+++ MATERIAL PROVIDED

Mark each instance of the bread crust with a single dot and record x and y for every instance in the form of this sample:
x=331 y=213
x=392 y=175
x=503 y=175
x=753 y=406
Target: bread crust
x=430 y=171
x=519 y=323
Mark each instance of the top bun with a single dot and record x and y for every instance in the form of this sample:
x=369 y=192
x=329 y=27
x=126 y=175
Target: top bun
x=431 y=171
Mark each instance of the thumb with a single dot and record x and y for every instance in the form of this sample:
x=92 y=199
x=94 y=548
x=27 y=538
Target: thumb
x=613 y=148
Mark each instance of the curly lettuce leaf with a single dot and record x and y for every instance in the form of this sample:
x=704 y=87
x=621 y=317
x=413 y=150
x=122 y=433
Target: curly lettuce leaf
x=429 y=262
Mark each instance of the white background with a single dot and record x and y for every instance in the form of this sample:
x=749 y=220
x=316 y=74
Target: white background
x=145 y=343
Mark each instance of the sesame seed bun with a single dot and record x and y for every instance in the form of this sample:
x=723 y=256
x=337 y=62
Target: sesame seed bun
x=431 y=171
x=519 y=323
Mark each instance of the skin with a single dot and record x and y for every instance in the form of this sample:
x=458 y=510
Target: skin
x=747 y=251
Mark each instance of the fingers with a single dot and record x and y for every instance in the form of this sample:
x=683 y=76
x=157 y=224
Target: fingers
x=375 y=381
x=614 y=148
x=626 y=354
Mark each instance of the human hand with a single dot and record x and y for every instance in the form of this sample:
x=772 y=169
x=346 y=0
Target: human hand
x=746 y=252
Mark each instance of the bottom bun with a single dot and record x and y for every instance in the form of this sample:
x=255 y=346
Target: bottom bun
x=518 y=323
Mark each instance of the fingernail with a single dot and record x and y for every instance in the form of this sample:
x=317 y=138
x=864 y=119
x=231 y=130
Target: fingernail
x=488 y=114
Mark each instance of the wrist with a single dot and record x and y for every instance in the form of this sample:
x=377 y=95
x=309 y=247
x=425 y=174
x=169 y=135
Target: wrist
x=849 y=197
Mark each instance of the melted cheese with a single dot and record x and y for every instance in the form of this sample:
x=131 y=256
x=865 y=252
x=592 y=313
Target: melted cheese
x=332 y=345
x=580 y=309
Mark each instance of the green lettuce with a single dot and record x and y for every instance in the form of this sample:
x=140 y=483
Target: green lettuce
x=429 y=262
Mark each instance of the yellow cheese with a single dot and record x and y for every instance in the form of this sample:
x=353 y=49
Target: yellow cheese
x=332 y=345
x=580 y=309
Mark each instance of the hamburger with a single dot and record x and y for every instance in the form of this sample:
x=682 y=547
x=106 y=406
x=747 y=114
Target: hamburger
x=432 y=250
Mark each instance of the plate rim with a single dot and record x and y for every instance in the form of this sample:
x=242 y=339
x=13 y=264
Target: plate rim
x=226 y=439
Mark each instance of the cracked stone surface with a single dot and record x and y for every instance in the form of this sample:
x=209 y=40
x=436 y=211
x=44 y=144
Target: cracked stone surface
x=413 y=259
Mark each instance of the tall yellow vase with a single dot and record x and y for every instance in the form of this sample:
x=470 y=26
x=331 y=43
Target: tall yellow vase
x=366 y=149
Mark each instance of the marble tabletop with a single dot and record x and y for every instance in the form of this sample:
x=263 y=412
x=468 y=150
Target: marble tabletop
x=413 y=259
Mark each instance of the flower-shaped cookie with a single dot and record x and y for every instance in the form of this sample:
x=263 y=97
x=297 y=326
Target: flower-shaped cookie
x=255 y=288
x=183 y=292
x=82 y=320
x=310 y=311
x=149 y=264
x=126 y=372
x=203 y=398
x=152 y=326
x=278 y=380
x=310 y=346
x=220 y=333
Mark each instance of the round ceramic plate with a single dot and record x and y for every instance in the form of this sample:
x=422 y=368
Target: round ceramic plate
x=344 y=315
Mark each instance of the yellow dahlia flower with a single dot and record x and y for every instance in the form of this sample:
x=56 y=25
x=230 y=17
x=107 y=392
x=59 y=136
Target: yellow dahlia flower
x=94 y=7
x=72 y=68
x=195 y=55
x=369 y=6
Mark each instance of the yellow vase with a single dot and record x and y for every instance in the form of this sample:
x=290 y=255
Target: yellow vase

++++++

WHAT TO WORK ON:
Repeat the records above exactly as they appear.

COMPLETE OUTPUT:
Mark each instance of the bread crust with a single dot and record x and y for every instance in the form of this sample:
x=331 y=213
x=392 y=175
x=503 y=175
x=753 y=406
Target: bread crust
x=430 y=171
x=519 y=323
Mark each instance of the top bun with a single dot and record x and y for every instance in the form of this sample:
x=369 y=192
x=329 y=27
x=126 y=175
Target: top bun
x=431 y=171
Mark each instance of the thumb with a single dot and record x and y for every instance in the form of this sample:
x=92 y=199
x=94 y=548
x=27 y=538
Target: thumb
x=613 y=148
Mark each instance of the curly lettuce leaf with a single dot and record x and y for every instance in the form of this sample:
x=704 y=87
x=621 y=317
x=413 y=150
x=122 y=433
Target: curly lettuce leaf
x=429 y=262
Mark each instance of the white background with a single dot and record x and y for every instance in the form of this sample:
x=749 y=220
x=316 y=74
Target: white background
x=145 y=343
Mark each instance of the sesame seed bun with a single dot and record x and y for every instance in the form of this sample:
x=723 y=256
x=337 y=62
Target: sesame seed bun
x=431 y=171
x=519 y=323
Mark each instance of the skin with a single dot and record x and y for every instance in the form of this sample:
x=458 y=510
Target: skin
x=747 y=251
Mark each instance of the fingers with a single dot and record x and y for every instance in the form of this sample:
x=683 y=76
x=157 y=224
Target: fingers
x=375 y=381
x=614 y=148
x=626 y=354
Mark each instance of the human hand with a single dot and record x and y for every instance in the form of this sample:
x=772 y=169
x=346 y=0
Target: human hand
x=746 y=252
Mark each instance of the bottom bun with a single dot and record x and y for every instance in the form of this sample:
x=255 y=346
Target: bottom bun
x=518 y=323
Mark each instance of the fingernail with a single dot and record x and y for every instance in the form of this sample:
x=317 y=138
x=864 y=119
x=231 y=130
Target: fingernail
x=488 y=114
Mark each instance of the wrist with a single dot and record x and y for every instance in the form of this sample:
x=377 y=95
x=309 y=247
x=425 y=174
x=169 y=135
Target: wrist
x=849 y=197
Mark each instance of the melted cheese with a single dot and record x and y for every instance in the form of this sample:
x=131 y=256
x=865 y=252
x=592 y=313
Target: melted cheese
x=332 y=345
x=580 y=309
Mark each instance of the green lettuce with a single dot and record x and y for every instance in the form of this sample:
x=140 y=483
Target: green lettuce
x=429 y=262
Mark each instance of the yellow cheese with a single dot and record x and y for every instance in the form of this sample:
x=353 y=49
Target: yellow cheese
x=332 y=345
x=580 y=309
Mark each instance of the hamburger with a single dot and record x and y for every instance in the form of this sample:
x=682 y=547
x=106 y=406
x=747 y=114
Target: hamburger
x=432 y=250
Mark each instance of the plate rim with a single dot and record x and y for every instance in the form of this sample:
x=242 y=339
x=13 y=264
Target: plate rim
x=226 y=439
Mark each instance of the cracked stone surface with a single dot and record x and y for every instance in the form of this sample:
x=209 y=40
x=436 y=211
x=44 y=144
Target: cracked stone surface
x=413 y=259
Mark each instance of the tall yellow vase with a single dot and record x and y for every instance in the form of this sample:
x=470 y=26
x=331 y=43
Target: tall yellow vase
x=366 y=149
Mark each instance of the marble tabletop with a single dot and record x and y for every instance in the form of this sample:
x=263 y=412
x=468 y=150
Target: marble tabletop
x=413 y=259
Mark each instance of the flower-shaped cookie with a single dot and record x and y for every instance in the form of this sample:
x=263 y=97
x=297 y=326
Target: flower-shaped cookie
x=255 y=288
x=183 y=292
x=82 y=320
x=310 y=311
x=149 y=264
x=126 y=372
x=203 y=398
x=152 y=326
x=278 y=380
x=310 y=346
x=220 y=333
Mark each instance of the round ceramic plate with a single dot and record x and y for every instance in the form of this sample:
x=422 y=368
Target: round ceramic plate
x=344 y=315
Mark each instance of the yellow dahlia flower with a single dot and record x and y for every instance in the form of this sample:
x=56 y=25
x=230 y=17
x=107 y=392
x=59 y=136
Target: yellow dahlia flower
x=94 y=7
x=72 y=68
x=195 y=55
x=369 y=6
Mark each instance of the yellow vase with a single dot and record x and y for every instance in the form of this sample:
x=290 y=255
Target: yellow vase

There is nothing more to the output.